## YOUR OBJECTIVE
Arrange the lines from the one containing "of the pine" through the one containing "POLYGON ((163 276, 100" as a JSON list of strings, one string per line, leaving out blank lines.

## MATERIAL TO PROCESS
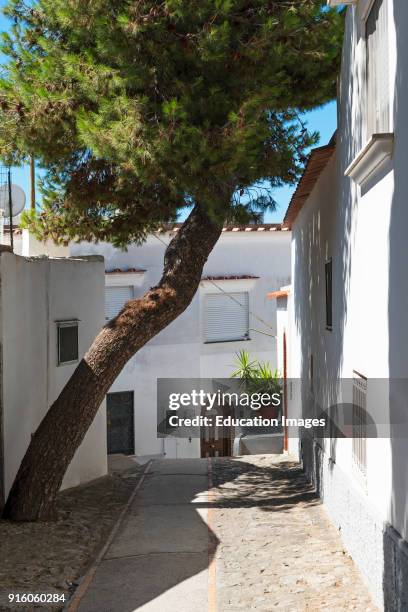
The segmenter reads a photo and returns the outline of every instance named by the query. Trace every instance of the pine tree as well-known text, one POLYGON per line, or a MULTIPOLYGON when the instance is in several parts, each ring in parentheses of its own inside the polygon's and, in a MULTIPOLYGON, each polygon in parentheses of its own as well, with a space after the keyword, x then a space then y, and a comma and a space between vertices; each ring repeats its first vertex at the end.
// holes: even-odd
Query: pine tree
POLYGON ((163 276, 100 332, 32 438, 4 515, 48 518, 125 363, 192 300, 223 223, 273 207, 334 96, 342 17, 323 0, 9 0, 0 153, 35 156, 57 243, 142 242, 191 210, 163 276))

--

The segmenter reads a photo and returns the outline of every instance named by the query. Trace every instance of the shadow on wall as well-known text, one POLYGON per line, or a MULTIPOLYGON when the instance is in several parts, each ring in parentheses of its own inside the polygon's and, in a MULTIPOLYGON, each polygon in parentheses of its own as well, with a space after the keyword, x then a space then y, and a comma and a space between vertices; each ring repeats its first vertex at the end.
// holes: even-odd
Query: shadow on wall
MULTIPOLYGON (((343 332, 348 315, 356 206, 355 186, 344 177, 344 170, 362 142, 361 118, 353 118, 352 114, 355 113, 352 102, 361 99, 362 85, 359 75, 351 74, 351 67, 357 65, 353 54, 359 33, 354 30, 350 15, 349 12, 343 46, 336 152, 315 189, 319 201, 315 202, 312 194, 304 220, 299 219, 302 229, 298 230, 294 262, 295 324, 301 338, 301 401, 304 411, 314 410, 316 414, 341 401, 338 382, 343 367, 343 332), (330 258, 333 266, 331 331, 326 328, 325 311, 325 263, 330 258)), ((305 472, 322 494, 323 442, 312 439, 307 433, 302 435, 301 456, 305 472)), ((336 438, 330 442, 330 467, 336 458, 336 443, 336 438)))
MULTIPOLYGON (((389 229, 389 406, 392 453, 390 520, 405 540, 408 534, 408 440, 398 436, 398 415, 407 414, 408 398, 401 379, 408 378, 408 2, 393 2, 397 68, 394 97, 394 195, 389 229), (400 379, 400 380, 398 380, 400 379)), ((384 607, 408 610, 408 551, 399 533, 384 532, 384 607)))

## ANSWER IN FULL
[
  "The segmenter reads a photo and returns the outline of every instance named by the query. Trace every instance of the pine tree as well-known text, one POLYGON per line, or a MULTIPOLYGON when the instance is in several parts, each ring in parentheses of its own inside the polygon's and, in a MULTIPOLYGON, each polygon in parentheses of its own as well, with a space after the keyword, x then a space then y, and a comma and a space between vertices; each ring repeats its first vertex at the end.",
  "// holes: even-odd",
  "Query: pine tree",
  "POLYGON ((163 276, 100 332, 32 438, 4 515, 48 518, 125 363, 192 300, 223 223, 273 207, 334 96, 342 17, 323 0, 9 0, 0 153, 35 156, 57 243, 142 242, 191 210, 163 276))"
]